[start of MATERIAL FOR THIS TASK]

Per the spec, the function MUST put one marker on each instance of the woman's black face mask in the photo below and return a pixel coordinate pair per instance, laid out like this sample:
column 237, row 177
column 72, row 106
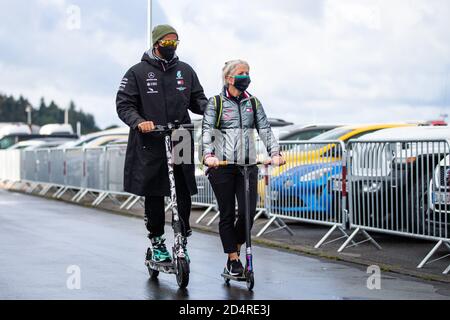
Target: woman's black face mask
column 242, row 82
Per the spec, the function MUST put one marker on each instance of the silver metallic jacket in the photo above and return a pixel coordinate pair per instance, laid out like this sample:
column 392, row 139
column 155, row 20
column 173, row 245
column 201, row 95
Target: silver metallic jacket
column 232, row 137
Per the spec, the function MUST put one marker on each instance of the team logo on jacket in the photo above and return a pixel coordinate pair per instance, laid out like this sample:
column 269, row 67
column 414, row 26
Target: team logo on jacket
column 152, row 82
column 123, row 84
column 180, row 81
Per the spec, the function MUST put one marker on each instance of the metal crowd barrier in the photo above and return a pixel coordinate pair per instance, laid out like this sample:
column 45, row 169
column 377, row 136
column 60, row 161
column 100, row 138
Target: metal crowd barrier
column 10, row 168
column 301, row 190
column 394, row 188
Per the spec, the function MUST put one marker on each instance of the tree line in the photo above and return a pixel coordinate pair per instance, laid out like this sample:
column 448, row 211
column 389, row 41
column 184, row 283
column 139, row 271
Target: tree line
column 14, row 110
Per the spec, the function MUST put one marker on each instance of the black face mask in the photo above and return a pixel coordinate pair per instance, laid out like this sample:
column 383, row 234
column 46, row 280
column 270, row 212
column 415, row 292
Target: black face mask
column 167, row 52
column 241, row 82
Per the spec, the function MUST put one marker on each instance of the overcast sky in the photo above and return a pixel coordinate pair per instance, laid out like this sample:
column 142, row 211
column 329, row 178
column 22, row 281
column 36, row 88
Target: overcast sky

[end of MATERIAL FOR THIS TASK]

▶ OBJECTIVE: Retype all of the items above exactly as they appear, omitting the pictures.

▶ THE ANSWER:
Per the spec, the function MUST put one marker on each instance of the woman's black face mask in the photo below and return a pixel coordinate pair per instance, laid out like this sample:
column 237, row 177
column 72, row 106
Target: woman's black face mask
column 242, row 82
Per the spec, the function MUST put one marker on each instance of the silver metallic jacket in the photo above and return a pixel coordinate pair per instance, laid out like this sample:
column 392, row 139
column 155, row 20
column 173, row 245
column 201, row 95
Target: silver metallic jacket
column 232, row 137
Per the spec, the function MUST put one marker on each instance of the team logo on jacket in the photo above and return a pixel coordinate pair per instance, laid out like this sample:
column 269, row 67
column 414, row 26
Target: team logo on jacket
column 152, row 82
column 123, row 84
column 180, row 81
Per the spec, the function MUST put one marker on each instance of the metal crowd barrier in the photo above and return a pixel coordinate pair per instance, laid out like this sample:
column 45, row 169
column 377, row 136
column 60, row 161
column 100, row 138
Target: metal crowd barrier
column 10, row 168
column 301, row 190
column 394, row 188
Per the spec, the function MUST put one marker on each instance of the tree line in the photo above and return a pixel coordinate pair per instance, laid out like this sample:
column 448, row 211
column 389, row 41
column 184, row 283
column 139, row 271
Target: tree line
column 14, row 110
Per the spec, the function MUST put one marker on each instance of the black face mask in the photo above and return a pixel coordinate pair per instance, laid out like this sample:
column 383, row 234
column 46, row 280
column 270, row 212
column 415, row 292
Target: black face mask
column 167, row 52
column 241, row 82
Per the spec, the function MUST put one marker on each instance of the overcast sky in the photo above and return a pixel coordinate pair per instance, laid out like this sample:
column 142, row 211
column 329, row 178
column 22, row 281
column 36, row 88
Target: overcast sky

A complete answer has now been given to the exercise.